Problem >> Your copy must hold all of the data below, unchanged and without images.

The data >>
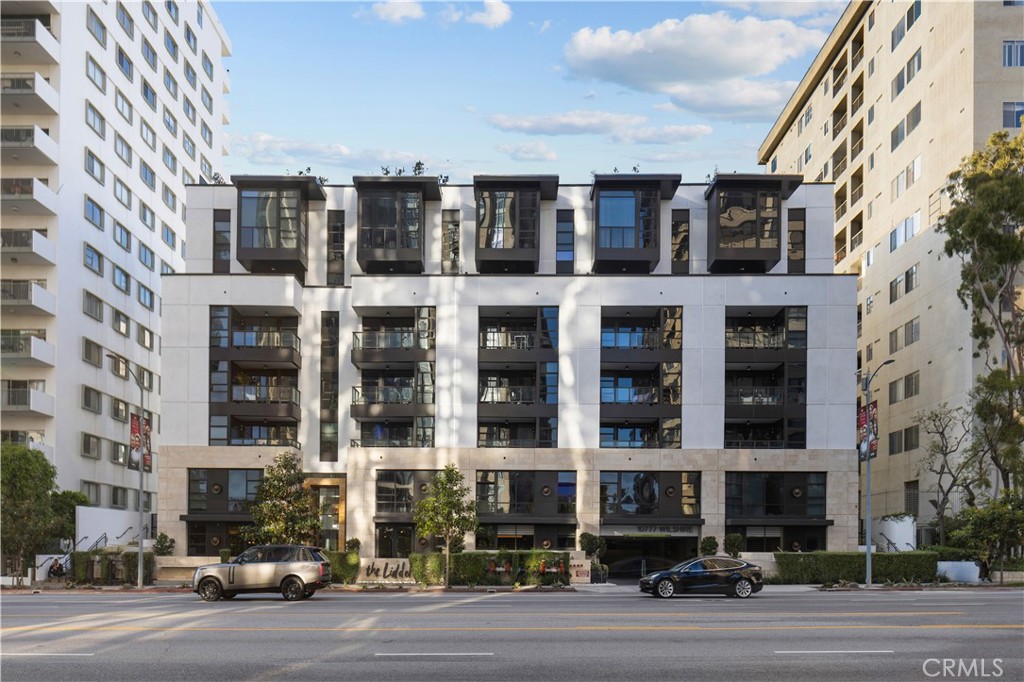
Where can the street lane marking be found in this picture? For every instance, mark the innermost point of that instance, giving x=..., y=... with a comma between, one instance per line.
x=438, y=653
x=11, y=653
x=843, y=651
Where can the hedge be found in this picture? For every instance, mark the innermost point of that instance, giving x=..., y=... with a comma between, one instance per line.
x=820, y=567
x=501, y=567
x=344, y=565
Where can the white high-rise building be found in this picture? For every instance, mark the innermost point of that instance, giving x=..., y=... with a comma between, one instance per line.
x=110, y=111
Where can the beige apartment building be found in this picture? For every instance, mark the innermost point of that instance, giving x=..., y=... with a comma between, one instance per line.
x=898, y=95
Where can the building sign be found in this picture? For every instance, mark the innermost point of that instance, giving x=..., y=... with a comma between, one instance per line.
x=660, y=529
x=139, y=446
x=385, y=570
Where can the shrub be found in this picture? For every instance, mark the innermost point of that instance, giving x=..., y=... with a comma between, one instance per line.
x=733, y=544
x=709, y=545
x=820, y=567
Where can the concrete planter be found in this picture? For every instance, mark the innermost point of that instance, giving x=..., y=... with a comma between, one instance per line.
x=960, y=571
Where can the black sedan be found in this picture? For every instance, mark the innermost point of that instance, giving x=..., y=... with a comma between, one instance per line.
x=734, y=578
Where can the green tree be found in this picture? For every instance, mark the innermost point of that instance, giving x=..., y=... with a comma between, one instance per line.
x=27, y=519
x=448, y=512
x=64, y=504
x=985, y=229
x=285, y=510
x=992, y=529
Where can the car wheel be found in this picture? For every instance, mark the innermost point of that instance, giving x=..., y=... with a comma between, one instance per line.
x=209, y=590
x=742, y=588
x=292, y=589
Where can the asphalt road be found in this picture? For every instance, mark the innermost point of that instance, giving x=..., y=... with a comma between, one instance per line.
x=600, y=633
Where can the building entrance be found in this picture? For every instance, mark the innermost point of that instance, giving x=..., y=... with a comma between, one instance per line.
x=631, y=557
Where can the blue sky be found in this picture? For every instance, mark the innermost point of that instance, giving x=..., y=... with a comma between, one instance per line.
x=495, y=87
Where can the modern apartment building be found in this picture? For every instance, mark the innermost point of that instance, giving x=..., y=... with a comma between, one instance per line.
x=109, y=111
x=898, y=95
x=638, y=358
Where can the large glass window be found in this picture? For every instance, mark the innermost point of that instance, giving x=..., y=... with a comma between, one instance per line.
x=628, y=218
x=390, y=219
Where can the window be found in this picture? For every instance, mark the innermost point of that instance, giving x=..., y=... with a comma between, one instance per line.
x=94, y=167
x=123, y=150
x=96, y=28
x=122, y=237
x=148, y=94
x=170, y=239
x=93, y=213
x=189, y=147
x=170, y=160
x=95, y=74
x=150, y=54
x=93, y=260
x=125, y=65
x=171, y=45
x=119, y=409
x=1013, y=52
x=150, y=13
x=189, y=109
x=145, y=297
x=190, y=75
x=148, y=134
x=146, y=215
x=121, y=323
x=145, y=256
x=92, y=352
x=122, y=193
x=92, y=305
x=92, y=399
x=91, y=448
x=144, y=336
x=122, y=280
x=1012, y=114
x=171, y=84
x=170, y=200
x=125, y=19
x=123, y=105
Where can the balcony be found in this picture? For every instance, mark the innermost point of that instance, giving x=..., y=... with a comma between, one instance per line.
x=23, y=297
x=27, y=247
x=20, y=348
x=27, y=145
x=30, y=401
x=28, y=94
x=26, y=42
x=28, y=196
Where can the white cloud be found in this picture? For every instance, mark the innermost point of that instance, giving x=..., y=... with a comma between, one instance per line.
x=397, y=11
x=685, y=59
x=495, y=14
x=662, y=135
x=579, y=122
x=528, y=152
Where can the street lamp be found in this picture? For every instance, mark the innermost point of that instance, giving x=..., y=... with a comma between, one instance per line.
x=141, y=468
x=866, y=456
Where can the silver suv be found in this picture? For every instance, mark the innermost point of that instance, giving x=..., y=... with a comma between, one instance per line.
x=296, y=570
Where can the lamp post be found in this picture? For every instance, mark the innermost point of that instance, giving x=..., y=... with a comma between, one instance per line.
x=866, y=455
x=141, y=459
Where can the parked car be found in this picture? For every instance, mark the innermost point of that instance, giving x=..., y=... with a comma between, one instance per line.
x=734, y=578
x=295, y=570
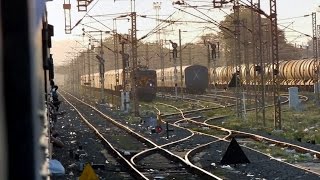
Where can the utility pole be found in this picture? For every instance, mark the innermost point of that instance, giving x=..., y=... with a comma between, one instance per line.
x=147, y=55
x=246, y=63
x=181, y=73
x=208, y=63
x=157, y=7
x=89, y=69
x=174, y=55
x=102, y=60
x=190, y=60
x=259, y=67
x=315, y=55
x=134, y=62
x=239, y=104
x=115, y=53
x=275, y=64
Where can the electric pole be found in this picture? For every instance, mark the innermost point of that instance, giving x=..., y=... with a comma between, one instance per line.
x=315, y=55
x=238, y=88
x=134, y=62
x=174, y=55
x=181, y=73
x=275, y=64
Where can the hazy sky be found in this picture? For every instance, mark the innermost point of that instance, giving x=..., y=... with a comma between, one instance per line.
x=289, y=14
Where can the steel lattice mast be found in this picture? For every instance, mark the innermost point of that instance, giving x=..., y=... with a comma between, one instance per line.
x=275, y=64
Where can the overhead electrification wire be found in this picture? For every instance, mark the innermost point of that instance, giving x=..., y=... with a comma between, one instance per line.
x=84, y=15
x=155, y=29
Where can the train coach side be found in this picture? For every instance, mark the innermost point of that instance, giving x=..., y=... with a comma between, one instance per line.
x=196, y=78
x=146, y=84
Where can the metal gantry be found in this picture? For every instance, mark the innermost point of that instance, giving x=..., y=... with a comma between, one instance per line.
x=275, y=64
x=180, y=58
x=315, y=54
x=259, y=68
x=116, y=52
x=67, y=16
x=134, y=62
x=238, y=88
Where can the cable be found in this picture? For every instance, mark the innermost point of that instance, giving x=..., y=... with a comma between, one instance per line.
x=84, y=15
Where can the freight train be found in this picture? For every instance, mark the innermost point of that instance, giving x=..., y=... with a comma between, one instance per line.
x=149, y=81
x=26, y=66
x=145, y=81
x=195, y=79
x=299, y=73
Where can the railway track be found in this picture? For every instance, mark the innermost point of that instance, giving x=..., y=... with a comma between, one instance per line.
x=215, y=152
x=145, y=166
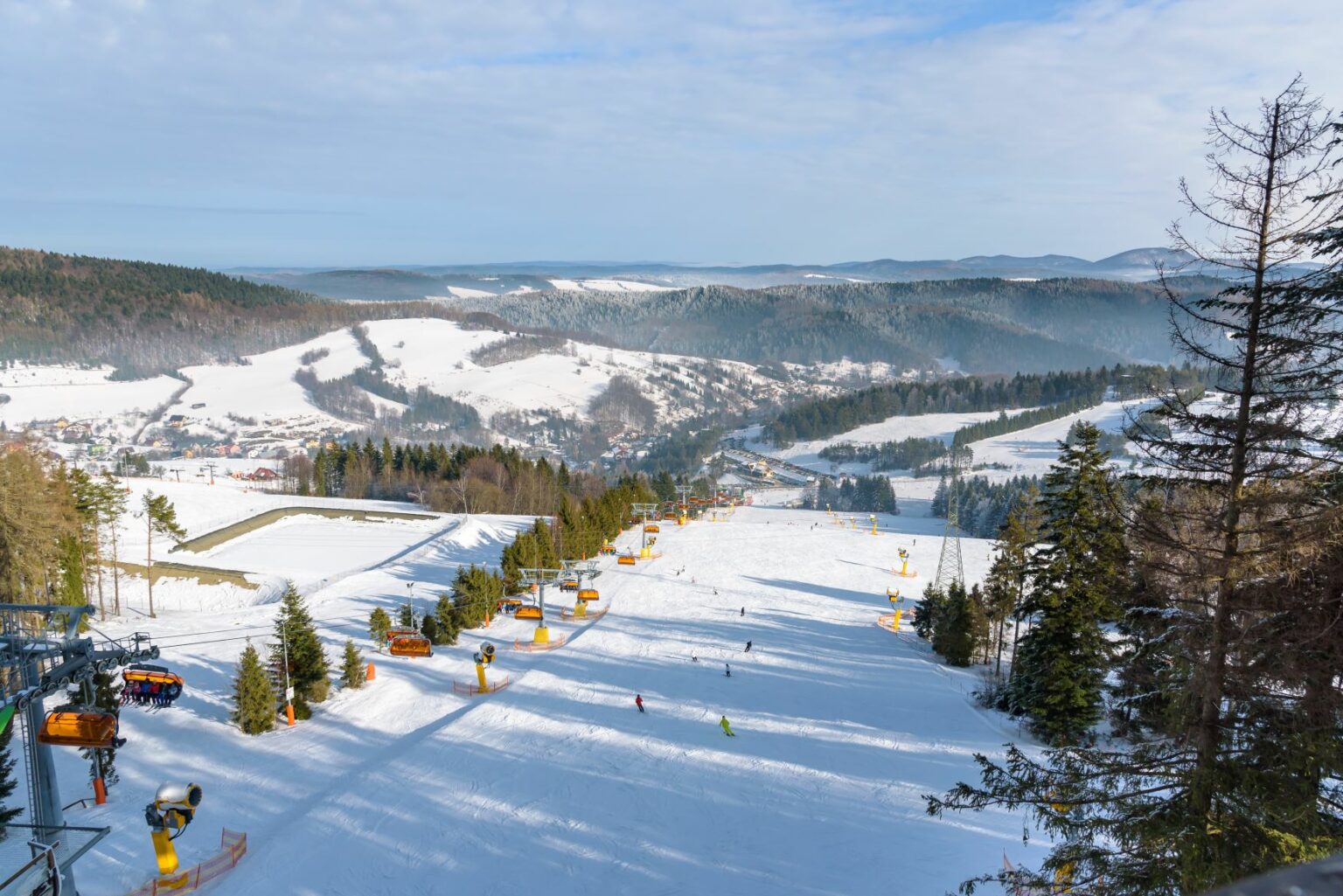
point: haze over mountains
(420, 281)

Output >>
Where can the street lane marking be found in this picture? For every instance, mark the innermost point of that instance, giving x=..., y=... with a comma between, one instance per line.
x=438, y=653
x=11, y=653
x=843, y=651
Where can the hedge be found in this picture? For every instance, mark the innermost point of that instance, giving x=..., y=... with a comma between, one instance per line.
x=820, y=567
x=501, y=567
x=344, y=565
Where can the white high-rise building be found in this picture? For every instance, mark the innermost point of that instance, giving x=..., y=... with a comma between, one instance per line.
x=110, y=111
Where can the beige apartment building be found in this picture? For every instance, mark the innermost point of that instance, giving x=..., y=... with a comma between, one instance per line.
x=898, y=95
Where can the building sign be found in this picture? For every instance, mark the innermost point of that instance, giving x=..., y=... with a comma between, one instance per line.
x=660, y=529
x=139, y=446
x=385, y=570
Where can the shrub be found in this picture? For every instance, mark the innermost point of that instance, giving x=..., y=... with a comma between, one instance per line.
x=733, y=544
x=709, y=545
x=820, y=567
Where can the concrete planter be found in this picture? For every instance, mark the innermost point of that instance, giving x=..., y=... with a comma between, one instance per line.
x=960, y=571
Where can the black sedan be found in this picture? For every instance, mark the innermost point of that instance, giving x=..., y=... with a comma between, one instance per line.
x=734, y=578
Where can the green tree be found in this picture? For every instance, mark the innermost point of that instance, giving x=..., y=... with a comma between, one instance per line.
x=27, y=519
x=448, y=512
x=64, y=504
x=985, y=229
x=285, y=510
x=992, y=529
Where can the car wheel be found in this picture? For every instance, mark the innermost point of that instance, giving x=..., y=... with a comma between, one instance per line.
x=209, y=590
x=742, y=588
x=292, y=589
Where can the asphalt road be found in this picture? For every instance, mark the innermost point of that instance, giving x=..., y=... with a comma between, one instance per line.
x=600, y=633
Where can the building entrance be found in this picture? For every instance, mark the innermost point of that instance, giving x=..., y=... with a comma between, one instance per line.
x=631, y=557
Where can the blue sky be found in this picture? For every instance, mark the innermost point of that instance, giving x=..., y=... with a comma between, one instance per line.
x=495, y=87
Where can the modern apartment building be found in this picture? For every instance, mark the innermost point of that instance, giving x=..., y=... with a comma between, one instance per line.
x=109, y=111
x=898, y=95
x=638, y=358
Where can the large glass window be found in this picture? For every instance, mark the innermost point of that instance, giving x=..., y=... with a comma between, one instance per line.
x=628, y=218
x=390, y=219
Where can the window be found in this picture? For every instance, mark the innermost point of that instance, giving x=..., y=... with a comma between, one instance per line.
x=94, y=167
x=123, y=150
x=96, y=28
x=122, y=237
x=148, y=94
x=170, y=239
x=93, y=213
x=189, y=147
x=170, y=160
x=95, y=74
x=150, y=54
x=93, y=260
x=125, y=65
x=171, y=45
x=119, y=409
x=1013, y=52
x=150, y=13
x=189, y=109
x=145, y=297
x=190, y=75
x=148, y=134
x=146, y=215
x=121, y=323
x=145, y=256
x=92, y=352
x=122, y=193
x=92, y=305
x=92, y=399
x=91, y=448
x=144, y=336
x=122, y=280
x=1012, y=114
x=171, y=84
x=170, y=200
x=125, y=19
x=123, y=105
Where can the balcony be found in this picture? For every instance, mark the innermost point of that instance, giving x=..., y=... with a comma between, one instance per line.
x=23, y=297
x=27, y=247
x=20, y=348
x=27, y=145
x=30, y=401
x=28, y=94
x=26, y=42
x=28, y=196
Where can the white cloud be found in this picture? For every instance, mark the innermost point of that instance, giving x=..., y=... with a comma between, one instance per line.
x=397, y=11
x=685, y=59
x=495, y=14
x=662, y=135
x=579, y=122
x=528, y=152
Where can the street lamp be found in this picture? For every instance, mark the innermost point of that instance, giving x=..., y=... with a comma between, one instance per line.
x=141, y=468
x=866, y=456
Where can the silver suv be found in this picture? For every instance, mark the innermost point of that instance, giving x=..., y=... with a comma between, one instance per line.
x=296, y=570
Where can the lamp post be found in this picture? For every instance, mark the innermost point of that instance, giving x=..., y=... with a comma between, one instance per line.
x=866, y=455
x=141, y=459
Where can the parked car be found in this picture? For every instance, mark the innermost point of that instance, giving x=..., y=... with a comma between, one instance per line.
x=734, y=578
x=295, y=570
Where can the utility pole be found in this picture? For every instance, mark the innermost point of that instance, giving x=..., y=... with a comma between, one instance per line.
x=147, y=55
x=246, y=63
x=181, y=73
x=208, y=63
x=157, y=7
x=89, y=69
x=174, y=55
x=102, y=60
x=190, y=60
x=259, y=67
x=315, y=55
x=134, y=62
x=239, y=104
x=115, y=53
x=275, y=64
Where can the electric pole be found in this picture? For every instance, mark the innermost point of that instance, giving x=..., y=... with a comma between, one instance per line.
x=315, y=55
x=238, y=88
x=134, y=62
x=174, y=55
x=181, y=73
x=275, y=64
Where can the hazy sky be found in this picture? For every instance, mark the innermost point of that instance, giving x=..., y=... with a comma between, one instance per line.
x=289, y=14
Where can the steel lattice mast be found in this picture? For every instance, mark the innermost point of that instance, giving x=..., y=... with a comma between, one instance per line.
x=275, y=64
Where can the overhead electrification wire be found in this picture? For every instance, mark the innermost point of that instance, giving x=..., y=... with a comma between, one instance per line.
x=84, y=15
x=155, y=29
Where can the train coach side be found in this picture? For every instance, mark the innermost point of that instance, giving x=..., y=... with a comma between, one instance per line.
x=196, y=78
x=146, y=84
Where can the metal gantry be found in this picture? For every instance, mark the innermost point of that instance, giving x=..., y=... with a comma between, one instance per line.
x=275, y=64
x=180, y=58
x=315, y=54
x=259, y=68
x=116, y=52
x=67, y=16
x=134, y=62
x=238, y=88
Where can the cable be found in this picture? For every instance, mark the innermost point of that instance, giving x=..., y=... with a comma between, one instance per line.
x=84, y=15
Where can the freight train be found in this picture? For every instance, mark the innermost point of that instance, giving x=..., y=... with a comma between, one instance per line.
x=149, y=81
x=26, y=66
x=145, y=81
x=195, y=79
x=299, y=73
Where can the railway track be found in this picture? For every instance, mark the innermost point of that instance, giving x=..., y=... with a comma between, one instance per line.
x=215, y=152
x=145, y=166
point: haze over mountains
(420, 281)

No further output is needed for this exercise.